Segment Open

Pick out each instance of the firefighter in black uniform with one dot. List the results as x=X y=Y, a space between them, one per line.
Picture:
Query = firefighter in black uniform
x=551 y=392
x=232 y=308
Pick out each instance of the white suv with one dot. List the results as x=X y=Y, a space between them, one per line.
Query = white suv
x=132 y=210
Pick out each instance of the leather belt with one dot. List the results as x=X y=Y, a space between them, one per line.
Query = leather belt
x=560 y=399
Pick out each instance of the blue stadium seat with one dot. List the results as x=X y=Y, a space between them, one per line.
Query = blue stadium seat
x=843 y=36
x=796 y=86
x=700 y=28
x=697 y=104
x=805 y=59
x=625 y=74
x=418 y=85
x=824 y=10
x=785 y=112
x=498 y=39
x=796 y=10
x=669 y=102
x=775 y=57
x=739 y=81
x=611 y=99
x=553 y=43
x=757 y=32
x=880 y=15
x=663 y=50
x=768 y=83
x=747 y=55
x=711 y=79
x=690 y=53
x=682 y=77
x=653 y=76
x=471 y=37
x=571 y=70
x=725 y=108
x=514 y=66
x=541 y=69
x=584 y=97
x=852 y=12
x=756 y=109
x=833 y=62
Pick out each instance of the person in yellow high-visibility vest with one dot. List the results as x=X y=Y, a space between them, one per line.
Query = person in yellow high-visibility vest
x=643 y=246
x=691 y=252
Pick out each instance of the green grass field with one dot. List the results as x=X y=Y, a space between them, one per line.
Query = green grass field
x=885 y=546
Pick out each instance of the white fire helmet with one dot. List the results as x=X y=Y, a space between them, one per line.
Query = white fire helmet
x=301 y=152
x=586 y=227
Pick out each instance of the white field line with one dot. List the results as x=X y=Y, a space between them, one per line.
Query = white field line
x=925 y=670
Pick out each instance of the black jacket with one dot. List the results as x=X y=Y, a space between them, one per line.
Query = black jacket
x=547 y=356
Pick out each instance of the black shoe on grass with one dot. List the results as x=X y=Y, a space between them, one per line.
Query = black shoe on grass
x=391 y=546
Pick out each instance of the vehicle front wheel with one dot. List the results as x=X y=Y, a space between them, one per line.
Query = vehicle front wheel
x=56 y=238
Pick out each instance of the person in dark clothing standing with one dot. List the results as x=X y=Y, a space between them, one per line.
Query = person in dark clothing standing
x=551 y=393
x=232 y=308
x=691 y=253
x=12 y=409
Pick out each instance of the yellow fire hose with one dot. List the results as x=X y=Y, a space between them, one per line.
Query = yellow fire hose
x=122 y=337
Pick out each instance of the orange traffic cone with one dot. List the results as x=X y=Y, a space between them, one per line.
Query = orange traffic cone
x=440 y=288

Segment Closed

• [Brief]: Beginning at the line that holds "Pick out each instance of the white fire", write out word for word each line through the end of the records.

• [Task result]:
Pick out each instance of the white fire helmet with one dot. List the results as x=X y=Y, a space between them, one per line.
Query = white fire helmet
x=301 y=152
x=586 y=227
Pick out each instance of the white field line with one dot. List the results as x=X y=Y, a space between them, one per line.
Query = white field line
x=925 y=670
Pick out each instance of the black jacket with one dot. List the results as x=X y=Y, a space between them, one per line.
Query = black jacket
x=547 y=356
Pick out each instance of the black shoe on grass with one dot. List the results as x=X y=Y, a space between them, one per line.
Query = black shoe on grass
x=391 y=546
Pick out each instance of the vehicle front wheel with one dot. List the results as x=X y=Y, a space between them, one per line.
Query = vehicle front wheel
x=56 y=238
Pick out each instance of the person in dark clothing standing with one dot. List the results as x=X y=Y, a space between them, one per line.
Query = person in dark clothing standing
x=551 y=393
x=232 y=308
x=691 y=253
x=12 y=409
Pick out each instance of the yellow fire hose with one dot. List the results as x=X y=Y, a space between them, one per line.
Query = yellow fire hose
x=122 y=337
Pick out each instance of the orange traffic cone with one dot. List the results as x=X y=Y, a space between them, one per line.
Query = orange traffic cone
x=440 y=288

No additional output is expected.